WORK TASK —
Find how many lines of the listing include the string "sofa", and report only that figure.

─── EXTRACTED ENTRIES ───

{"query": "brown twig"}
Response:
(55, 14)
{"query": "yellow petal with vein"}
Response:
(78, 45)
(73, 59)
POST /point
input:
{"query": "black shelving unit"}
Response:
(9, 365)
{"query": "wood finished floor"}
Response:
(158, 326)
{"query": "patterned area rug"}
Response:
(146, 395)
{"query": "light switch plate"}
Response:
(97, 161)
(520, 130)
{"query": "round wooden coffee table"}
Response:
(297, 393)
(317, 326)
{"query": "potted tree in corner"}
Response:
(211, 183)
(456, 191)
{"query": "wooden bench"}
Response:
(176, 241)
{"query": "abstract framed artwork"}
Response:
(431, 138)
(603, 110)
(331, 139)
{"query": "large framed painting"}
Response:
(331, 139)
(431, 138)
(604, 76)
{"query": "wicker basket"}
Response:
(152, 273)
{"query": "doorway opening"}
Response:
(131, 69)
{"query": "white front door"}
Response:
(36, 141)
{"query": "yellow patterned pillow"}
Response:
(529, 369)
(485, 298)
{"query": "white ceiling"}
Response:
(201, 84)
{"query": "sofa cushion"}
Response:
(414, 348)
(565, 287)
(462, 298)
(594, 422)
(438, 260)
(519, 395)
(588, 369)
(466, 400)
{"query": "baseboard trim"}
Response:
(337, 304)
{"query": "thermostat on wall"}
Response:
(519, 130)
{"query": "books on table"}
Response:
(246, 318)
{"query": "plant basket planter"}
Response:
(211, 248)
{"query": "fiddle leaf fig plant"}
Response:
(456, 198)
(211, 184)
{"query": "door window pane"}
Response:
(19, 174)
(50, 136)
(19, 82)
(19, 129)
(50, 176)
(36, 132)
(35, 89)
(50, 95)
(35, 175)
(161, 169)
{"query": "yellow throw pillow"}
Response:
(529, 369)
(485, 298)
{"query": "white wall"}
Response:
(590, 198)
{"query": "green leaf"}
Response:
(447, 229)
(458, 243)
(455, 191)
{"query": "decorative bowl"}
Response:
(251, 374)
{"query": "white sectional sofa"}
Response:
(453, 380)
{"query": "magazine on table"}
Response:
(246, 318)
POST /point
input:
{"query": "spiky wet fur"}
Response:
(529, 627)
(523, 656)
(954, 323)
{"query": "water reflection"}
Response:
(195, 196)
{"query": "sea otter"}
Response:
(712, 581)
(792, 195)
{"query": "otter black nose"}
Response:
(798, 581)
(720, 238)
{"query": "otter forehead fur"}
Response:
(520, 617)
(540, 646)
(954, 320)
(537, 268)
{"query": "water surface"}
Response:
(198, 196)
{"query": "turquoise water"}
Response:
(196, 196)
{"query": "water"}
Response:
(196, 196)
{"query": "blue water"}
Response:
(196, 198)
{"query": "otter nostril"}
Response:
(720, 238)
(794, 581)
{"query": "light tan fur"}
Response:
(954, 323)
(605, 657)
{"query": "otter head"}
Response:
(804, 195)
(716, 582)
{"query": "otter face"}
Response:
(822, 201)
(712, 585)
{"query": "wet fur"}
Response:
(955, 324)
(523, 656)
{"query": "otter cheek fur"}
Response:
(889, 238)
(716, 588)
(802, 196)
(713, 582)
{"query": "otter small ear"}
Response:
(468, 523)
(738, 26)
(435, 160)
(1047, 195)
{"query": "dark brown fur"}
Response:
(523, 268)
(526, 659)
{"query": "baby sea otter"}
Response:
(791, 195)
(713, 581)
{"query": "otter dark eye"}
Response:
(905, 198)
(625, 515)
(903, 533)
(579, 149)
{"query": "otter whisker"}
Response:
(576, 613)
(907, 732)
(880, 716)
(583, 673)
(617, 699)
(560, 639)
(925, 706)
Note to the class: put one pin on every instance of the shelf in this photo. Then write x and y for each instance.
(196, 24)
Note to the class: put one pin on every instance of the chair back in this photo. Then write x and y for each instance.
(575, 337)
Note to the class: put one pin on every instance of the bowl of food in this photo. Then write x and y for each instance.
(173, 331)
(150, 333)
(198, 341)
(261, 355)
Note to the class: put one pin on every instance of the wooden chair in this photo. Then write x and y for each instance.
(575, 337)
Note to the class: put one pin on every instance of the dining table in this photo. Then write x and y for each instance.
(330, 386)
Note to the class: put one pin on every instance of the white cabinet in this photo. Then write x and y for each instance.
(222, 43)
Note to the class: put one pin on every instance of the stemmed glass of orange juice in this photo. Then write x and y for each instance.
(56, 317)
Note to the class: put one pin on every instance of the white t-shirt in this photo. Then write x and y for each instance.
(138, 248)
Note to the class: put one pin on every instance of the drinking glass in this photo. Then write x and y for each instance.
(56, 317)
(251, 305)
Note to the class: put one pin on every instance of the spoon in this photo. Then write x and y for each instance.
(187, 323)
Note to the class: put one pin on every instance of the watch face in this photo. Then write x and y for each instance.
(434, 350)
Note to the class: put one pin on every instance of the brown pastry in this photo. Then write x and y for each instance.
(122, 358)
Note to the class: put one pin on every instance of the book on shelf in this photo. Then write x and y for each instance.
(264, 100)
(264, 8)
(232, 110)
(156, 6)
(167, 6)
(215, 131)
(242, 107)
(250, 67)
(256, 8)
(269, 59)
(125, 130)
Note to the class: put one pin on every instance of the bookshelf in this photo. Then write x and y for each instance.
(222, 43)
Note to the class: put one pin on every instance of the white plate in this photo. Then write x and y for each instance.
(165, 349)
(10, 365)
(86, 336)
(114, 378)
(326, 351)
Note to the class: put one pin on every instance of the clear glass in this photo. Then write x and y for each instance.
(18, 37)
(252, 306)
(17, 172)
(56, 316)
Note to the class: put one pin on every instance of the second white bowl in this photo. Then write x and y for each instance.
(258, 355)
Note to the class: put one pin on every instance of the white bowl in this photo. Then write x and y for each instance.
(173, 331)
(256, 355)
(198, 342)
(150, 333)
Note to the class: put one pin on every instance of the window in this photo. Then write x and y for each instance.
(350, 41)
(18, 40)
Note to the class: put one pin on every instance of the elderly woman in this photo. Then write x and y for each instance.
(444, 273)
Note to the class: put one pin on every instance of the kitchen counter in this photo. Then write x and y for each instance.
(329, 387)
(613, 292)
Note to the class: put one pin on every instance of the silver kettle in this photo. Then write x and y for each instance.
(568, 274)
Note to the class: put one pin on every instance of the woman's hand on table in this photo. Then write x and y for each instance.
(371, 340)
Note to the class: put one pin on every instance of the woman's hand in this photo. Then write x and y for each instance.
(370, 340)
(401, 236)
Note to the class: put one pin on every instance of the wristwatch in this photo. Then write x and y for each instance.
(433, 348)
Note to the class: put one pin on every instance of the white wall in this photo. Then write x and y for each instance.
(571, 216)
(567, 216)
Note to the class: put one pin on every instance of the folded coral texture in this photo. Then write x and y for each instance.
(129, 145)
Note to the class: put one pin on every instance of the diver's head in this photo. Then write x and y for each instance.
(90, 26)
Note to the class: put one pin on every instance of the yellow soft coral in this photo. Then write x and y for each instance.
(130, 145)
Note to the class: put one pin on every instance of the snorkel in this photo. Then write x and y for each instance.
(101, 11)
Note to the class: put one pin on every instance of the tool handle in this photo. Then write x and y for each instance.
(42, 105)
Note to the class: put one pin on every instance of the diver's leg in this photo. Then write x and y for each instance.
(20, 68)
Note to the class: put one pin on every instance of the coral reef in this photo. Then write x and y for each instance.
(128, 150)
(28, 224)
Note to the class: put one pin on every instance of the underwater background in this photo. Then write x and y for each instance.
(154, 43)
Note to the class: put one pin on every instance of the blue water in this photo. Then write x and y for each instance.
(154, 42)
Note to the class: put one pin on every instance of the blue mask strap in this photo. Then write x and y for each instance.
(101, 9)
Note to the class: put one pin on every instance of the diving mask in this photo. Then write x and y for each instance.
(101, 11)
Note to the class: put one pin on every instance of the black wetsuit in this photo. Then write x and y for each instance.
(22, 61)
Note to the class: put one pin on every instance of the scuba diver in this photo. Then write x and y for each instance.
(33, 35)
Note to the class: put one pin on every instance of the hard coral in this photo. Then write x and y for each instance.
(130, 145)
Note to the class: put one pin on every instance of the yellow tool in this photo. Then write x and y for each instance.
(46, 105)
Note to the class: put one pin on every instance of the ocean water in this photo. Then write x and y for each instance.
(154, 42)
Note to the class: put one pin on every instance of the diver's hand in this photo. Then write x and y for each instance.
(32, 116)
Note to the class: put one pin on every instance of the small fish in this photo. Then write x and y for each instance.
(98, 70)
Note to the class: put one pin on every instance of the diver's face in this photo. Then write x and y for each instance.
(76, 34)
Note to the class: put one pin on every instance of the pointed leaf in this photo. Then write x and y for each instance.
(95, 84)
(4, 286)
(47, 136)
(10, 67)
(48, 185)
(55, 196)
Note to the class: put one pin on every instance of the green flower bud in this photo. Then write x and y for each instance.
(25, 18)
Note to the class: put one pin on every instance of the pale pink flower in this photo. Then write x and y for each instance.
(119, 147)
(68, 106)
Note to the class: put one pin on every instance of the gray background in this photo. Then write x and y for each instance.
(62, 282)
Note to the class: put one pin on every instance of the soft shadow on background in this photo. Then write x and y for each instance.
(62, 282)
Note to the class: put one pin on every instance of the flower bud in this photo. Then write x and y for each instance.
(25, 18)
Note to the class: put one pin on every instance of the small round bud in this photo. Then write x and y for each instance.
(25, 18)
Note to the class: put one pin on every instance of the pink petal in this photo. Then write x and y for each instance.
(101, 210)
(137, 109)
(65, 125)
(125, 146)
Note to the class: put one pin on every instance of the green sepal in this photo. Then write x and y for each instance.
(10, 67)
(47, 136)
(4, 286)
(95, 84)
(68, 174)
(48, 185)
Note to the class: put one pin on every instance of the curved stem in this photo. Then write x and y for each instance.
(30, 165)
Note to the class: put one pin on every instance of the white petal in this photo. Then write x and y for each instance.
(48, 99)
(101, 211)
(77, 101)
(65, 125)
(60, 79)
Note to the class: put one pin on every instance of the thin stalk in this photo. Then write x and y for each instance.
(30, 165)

───

ANSWER SPACE —
2